- Exercise inputs:
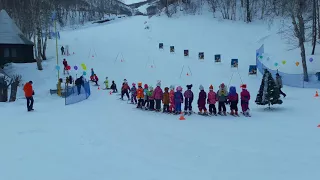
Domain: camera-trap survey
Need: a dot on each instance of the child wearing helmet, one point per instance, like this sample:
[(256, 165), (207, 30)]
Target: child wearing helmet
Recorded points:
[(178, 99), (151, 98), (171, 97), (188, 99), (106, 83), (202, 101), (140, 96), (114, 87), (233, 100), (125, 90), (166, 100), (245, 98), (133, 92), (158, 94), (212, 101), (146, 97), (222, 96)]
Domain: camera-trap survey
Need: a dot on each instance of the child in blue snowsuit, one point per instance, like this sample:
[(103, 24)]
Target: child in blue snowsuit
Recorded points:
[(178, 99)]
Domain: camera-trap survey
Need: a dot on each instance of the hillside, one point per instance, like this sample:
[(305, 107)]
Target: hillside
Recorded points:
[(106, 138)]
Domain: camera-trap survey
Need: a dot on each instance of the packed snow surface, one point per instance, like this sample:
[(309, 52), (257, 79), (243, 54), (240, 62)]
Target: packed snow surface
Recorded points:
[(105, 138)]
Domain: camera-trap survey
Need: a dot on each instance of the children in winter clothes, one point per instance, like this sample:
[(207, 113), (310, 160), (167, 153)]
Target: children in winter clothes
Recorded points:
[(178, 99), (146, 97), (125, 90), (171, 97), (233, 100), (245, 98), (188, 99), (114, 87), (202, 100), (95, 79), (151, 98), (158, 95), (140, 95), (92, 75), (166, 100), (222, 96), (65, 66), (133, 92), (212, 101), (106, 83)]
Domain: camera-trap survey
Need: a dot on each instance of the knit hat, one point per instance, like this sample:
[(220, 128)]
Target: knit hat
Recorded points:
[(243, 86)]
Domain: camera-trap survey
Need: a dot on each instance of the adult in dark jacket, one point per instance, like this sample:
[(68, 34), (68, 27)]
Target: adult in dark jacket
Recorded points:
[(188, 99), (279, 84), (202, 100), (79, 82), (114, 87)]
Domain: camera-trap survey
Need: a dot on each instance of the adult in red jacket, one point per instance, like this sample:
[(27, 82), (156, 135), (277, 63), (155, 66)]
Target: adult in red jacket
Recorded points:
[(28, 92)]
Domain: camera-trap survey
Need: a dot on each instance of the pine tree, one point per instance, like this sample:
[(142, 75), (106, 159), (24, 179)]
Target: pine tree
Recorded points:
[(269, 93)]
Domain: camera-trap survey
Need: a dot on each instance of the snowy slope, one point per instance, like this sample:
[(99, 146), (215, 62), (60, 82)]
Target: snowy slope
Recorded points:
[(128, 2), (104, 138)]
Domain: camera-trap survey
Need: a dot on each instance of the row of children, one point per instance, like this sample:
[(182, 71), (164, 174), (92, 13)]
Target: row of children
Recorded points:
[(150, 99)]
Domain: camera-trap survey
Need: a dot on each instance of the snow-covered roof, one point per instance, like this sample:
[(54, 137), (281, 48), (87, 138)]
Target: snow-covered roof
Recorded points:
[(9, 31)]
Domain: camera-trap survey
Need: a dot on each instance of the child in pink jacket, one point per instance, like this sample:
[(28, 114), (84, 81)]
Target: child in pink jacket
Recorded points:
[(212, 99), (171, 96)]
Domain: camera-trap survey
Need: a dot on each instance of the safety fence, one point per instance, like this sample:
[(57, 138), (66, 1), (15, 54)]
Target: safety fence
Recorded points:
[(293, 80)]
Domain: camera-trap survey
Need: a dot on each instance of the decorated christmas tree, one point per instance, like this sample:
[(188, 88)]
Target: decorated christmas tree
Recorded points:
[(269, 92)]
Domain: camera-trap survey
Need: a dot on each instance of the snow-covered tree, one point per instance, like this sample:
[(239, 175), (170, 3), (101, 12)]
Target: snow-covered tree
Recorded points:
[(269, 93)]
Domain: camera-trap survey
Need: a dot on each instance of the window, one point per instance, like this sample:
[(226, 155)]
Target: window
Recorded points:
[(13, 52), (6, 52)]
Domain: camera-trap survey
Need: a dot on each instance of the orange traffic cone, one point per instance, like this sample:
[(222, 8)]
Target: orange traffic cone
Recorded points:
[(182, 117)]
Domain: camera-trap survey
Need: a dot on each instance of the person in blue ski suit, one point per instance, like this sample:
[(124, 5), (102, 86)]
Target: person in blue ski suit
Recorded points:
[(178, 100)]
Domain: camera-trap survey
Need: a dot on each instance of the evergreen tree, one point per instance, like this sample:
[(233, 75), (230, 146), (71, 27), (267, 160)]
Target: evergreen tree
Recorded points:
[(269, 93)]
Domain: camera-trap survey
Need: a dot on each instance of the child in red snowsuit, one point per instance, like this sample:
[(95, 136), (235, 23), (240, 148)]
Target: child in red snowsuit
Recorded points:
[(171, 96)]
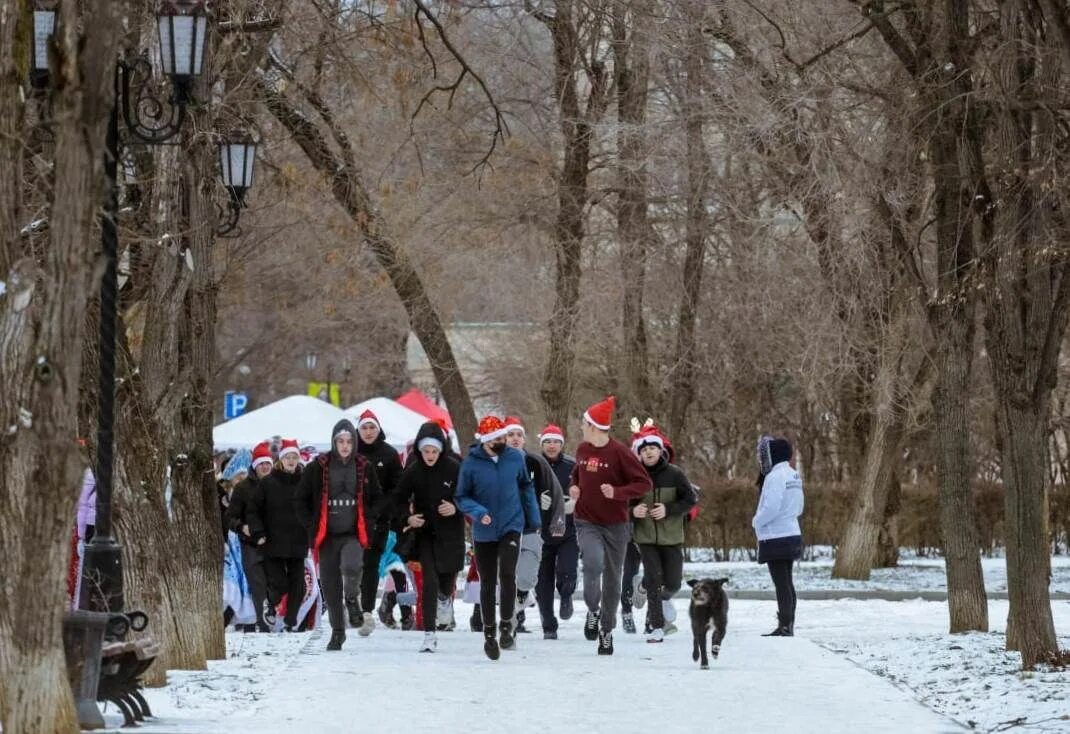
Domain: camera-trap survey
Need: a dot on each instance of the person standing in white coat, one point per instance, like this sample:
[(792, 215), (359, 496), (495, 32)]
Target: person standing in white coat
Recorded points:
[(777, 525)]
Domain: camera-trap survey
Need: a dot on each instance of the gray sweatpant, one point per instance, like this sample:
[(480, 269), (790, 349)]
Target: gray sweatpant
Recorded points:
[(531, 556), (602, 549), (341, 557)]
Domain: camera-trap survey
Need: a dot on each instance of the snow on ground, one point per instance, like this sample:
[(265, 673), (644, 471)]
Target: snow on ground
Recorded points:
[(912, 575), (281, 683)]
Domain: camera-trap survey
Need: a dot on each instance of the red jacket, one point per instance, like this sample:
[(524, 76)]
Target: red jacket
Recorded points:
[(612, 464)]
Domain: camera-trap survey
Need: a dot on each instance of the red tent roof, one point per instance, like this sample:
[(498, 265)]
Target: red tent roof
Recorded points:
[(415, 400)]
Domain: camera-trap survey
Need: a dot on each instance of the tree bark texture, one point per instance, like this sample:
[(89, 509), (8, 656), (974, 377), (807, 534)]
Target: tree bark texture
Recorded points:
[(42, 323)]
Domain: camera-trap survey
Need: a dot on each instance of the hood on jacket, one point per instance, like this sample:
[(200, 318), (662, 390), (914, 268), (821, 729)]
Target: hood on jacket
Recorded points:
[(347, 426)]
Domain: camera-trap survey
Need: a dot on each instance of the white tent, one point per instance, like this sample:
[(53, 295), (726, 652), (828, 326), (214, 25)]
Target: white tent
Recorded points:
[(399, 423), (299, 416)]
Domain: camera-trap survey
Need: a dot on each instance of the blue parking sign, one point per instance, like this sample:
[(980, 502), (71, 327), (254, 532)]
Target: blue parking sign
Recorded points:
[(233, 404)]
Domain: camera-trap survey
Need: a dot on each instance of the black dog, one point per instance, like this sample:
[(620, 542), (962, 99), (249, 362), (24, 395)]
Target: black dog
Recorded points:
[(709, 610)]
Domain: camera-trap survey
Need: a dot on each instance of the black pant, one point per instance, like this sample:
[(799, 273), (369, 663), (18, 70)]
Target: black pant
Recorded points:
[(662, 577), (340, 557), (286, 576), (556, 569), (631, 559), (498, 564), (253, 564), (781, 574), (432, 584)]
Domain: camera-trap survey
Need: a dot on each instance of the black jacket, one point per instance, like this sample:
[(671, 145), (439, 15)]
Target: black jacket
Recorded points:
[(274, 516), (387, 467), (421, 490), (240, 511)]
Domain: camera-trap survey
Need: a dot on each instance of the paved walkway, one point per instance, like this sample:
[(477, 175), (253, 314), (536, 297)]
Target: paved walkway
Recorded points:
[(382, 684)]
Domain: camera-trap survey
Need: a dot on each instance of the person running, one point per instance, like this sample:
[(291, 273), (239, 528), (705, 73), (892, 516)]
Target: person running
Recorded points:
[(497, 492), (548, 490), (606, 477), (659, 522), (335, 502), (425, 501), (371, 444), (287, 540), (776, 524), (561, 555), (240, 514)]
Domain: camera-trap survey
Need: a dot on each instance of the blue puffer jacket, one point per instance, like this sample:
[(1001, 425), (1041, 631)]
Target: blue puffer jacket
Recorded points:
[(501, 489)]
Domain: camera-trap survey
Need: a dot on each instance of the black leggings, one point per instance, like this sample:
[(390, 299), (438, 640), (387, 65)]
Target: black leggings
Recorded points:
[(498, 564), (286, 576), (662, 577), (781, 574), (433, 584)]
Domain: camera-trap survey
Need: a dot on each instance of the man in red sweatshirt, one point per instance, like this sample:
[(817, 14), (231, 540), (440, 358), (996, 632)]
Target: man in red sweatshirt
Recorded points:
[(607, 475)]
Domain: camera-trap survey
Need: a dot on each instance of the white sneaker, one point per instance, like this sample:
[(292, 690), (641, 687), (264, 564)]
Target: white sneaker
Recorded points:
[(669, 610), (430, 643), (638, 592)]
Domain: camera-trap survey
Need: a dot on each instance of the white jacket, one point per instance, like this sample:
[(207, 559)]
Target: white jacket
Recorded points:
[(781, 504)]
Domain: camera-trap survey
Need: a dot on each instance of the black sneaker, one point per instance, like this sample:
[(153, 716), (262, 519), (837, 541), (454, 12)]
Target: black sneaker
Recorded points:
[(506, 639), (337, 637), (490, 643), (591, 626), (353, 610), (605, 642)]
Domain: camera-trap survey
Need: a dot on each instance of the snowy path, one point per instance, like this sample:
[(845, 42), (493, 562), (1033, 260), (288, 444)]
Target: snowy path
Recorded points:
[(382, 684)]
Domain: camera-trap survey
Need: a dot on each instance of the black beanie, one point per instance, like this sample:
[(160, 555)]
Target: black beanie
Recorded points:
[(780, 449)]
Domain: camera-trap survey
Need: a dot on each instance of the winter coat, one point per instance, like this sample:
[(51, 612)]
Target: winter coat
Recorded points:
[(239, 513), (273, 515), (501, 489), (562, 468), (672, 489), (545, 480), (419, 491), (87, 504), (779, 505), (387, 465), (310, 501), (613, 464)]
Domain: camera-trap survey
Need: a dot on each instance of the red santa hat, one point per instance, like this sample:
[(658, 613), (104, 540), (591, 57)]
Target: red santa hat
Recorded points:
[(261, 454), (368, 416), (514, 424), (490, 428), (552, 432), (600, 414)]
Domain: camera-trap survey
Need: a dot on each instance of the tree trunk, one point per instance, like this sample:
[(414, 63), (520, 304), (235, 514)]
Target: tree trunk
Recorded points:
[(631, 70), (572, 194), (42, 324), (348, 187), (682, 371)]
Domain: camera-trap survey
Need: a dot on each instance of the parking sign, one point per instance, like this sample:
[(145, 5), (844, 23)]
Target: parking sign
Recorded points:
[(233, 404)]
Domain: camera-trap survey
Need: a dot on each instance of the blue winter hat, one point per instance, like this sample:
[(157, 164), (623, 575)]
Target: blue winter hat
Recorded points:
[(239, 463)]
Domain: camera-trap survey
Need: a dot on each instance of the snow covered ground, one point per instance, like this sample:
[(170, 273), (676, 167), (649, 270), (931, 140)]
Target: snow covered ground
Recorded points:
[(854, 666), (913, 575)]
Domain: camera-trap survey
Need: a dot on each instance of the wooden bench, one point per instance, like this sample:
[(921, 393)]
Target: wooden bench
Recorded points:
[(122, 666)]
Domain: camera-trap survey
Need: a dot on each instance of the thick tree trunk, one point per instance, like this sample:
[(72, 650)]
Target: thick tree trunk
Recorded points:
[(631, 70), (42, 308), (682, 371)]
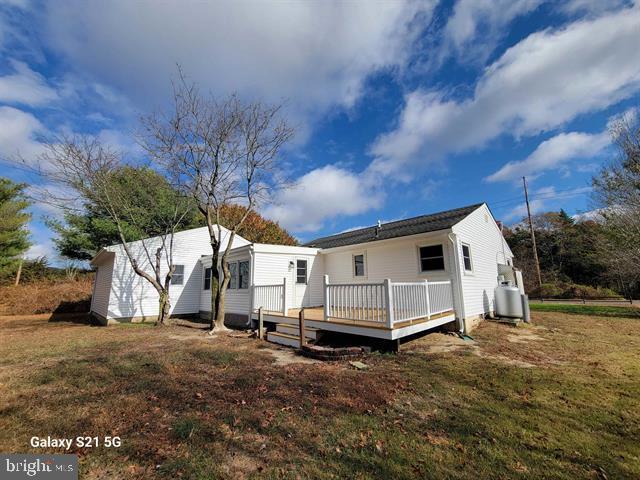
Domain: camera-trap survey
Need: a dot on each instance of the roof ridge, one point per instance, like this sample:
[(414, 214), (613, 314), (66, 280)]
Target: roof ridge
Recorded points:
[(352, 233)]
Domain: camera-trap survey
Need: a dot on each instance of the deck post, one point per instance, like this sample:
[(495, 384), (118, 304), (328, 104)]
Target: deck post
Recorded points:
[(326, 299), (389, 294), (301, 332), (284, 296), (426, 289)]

- Problem statement: Please return every line from the material above where the string "children" occurs.

- Response to the exercise:
Need: a dot on each instance of the children in winter clothes, one point per instance, like this sample:
Target: children in winter clothes
Need: a dot on each instance of the row of children, one point per instance, like this sample:
Target: row of children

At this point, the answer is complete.